■ **Task prompt**
The required result is the exact run of lines beginning at the one containing "the cow's face" and ending at the last line of the entries.

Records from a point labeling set

— BEGIN —

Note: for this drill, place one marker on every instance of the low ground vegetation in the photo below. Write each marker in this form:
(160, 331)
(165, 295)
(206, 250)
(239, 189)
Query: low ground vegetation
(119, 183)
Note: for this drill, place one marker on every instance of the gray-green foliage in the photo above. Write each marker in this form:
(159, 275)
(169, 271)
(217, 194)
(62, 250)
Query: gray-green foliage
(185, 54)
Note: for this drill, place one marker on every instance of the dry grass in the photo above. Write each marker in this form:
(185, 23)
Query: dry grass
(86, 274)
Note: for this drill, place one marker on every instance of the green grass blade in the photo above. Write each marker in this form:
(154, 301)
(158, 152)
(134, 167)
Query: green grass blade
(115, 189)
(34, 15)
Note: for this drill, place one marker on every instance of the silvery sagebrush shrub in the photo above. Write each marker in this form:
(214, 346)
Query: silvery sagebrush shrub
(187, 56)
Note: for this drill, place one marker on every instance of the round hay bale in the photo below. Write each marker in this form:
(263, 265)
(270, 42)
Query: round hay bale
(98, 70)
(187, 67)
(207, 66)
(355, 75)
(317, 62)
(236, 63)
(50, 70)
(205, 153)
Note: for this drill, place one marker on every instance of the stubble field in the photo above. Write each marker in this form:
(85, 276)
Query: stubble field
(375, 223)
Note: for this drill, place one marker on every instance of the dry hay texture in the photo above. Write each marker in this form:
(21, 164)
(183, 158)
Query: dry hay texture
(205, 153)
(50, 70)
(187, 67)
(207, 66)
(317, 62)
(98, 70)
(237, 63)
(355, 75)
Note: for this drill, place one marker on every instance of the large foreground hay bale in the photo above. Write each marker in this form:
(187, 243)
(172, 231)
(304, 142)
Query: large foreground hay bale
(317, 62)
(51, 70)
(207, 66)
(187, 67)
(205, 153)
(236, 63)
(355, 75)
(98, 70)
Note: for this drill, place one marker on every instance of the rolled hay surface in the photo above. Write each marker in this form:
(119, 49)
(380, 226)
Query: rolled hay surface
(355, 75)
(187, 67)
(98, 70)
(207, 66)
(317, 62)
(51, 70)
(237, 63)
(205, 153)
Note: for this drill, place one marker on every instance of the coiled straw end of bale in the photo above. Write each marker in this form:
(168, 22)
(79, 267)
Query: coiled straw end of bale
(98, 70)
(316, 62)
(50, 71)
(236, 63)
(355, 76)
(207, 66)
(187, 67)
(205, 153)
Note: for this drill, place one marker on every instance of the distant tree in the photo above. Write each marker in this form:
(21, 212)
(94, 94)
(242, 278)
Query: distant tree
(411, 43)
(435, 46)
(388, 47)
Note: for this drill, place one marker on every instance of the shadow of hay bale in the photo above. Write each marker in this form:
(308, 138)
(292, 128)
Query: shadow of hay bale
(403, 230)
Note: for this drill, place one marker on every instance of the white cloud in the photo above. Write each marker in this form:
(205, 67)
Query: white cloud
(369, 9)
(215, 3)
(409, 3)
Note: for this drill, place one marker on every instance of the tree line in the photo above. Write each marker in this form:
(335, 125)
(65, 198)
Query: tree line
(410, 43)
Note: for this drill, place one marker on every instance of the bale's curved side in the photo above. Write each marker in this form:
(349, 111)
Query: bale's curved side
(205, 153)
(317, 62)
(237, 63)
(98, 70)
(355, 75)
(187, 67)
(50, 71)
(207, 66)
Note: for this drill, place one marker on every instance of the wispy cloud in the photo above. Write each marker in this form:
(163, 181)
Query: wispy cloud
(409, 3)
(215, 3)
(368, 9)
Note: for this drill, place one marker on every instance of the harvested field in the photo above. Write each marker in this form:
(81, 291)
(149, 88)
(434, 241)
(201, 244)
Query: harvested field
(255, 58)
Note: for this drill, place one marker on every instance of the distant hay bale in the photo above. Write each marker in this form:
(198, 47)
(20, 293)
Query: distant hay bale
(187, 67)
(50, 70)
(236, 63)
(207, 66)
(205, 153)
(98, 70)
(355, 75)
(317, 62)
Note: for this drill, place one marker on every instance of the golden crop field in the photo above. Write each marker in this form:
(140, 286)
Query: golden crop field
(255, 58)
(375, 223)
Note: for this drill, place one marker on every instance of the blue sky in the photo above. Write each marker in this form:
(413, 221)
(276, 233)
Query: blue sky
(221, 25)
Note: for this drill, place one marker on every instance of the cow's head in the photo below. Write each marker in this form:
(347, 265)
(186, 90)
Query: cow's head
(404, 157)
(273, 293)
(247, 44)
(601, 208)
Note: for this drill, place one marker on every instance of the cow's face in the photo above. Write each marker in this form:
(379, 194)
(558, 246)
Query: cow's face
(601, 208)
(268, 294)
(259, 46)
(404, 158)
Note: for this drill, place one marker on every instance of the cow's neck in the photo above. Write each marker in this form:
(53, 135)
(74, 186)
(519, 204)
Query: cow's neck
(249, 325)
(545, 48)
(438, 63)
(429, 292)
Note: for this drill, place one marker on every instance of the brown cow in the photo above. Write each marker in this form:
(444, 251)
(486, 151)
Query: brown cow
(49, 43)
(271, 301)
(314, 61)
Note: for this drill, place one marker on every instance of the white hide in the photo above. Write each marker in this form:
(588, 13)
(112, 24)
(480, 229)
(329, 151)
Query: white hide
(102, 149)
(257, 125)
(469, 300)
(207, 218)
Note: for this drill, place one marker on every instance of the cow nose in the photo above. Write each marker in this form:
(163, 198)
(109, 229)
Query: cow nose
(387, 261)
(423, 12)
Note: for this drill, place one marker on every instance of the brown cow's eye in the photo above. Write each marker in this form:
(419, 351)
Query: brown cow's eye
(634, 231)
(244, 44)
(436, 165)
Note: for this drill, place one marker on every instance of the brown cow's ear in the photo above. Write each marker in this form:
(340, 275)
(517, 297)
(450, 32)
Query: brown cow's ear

— END —

■ **Response to this exercise**
Note: for this drill, place one marker on every instance of the cow's face in the photo above. Write each marker in this form:
(379, 194)
(558, 246)
Query: cow's face
(601, 208)
(268, 294)
(259, 46)
(404, 158)
Note: for this drill, place one marker on every instance of the cow's neck in the photo above. Write each marker in this form:
(53, 135)
(74, 186)
(519, 204)
Query: cow's neck
(249, 325)
(545, 48)
(438, 63)
(429, 292)
Note: for this drill, place one marker on every instance of the brown cow in the photo above. Write each marker in this form:
(444, 251)
(486, 151)
Query: brown cow
(49, 43)
(271, 301)
(314, 61)
Note: for this drill, place one marker on every instance of the white hide in the photo above. Write each marker in this form:
(588, 13)
(112, 24)
(480, 229)
(329, 151)
Query: white hide
(102, 149)
(257, 125)
(469, 300)
(207, 218)
Note: for this drill, place one marker on every instance of the cow nose in the photo above. Write each marker in this form:
(163, 198)
(109, 229)
Query: cow nose
(387, 261)
(423, 12)
Note: for this drill, place one marker on every instance of the brown cow's eye in the photo above. Write each marker in this form:
(419, 351)
Query: brown cow's eye
(634, 231)
(244, 44)
(436, 165)
Note: for this drill, place one marker on every instance of the brown cow's ear in the photo above. Write each marker in this form:
(340, 275)
(517, 297)
(450, 32)
Query: brown cow's ear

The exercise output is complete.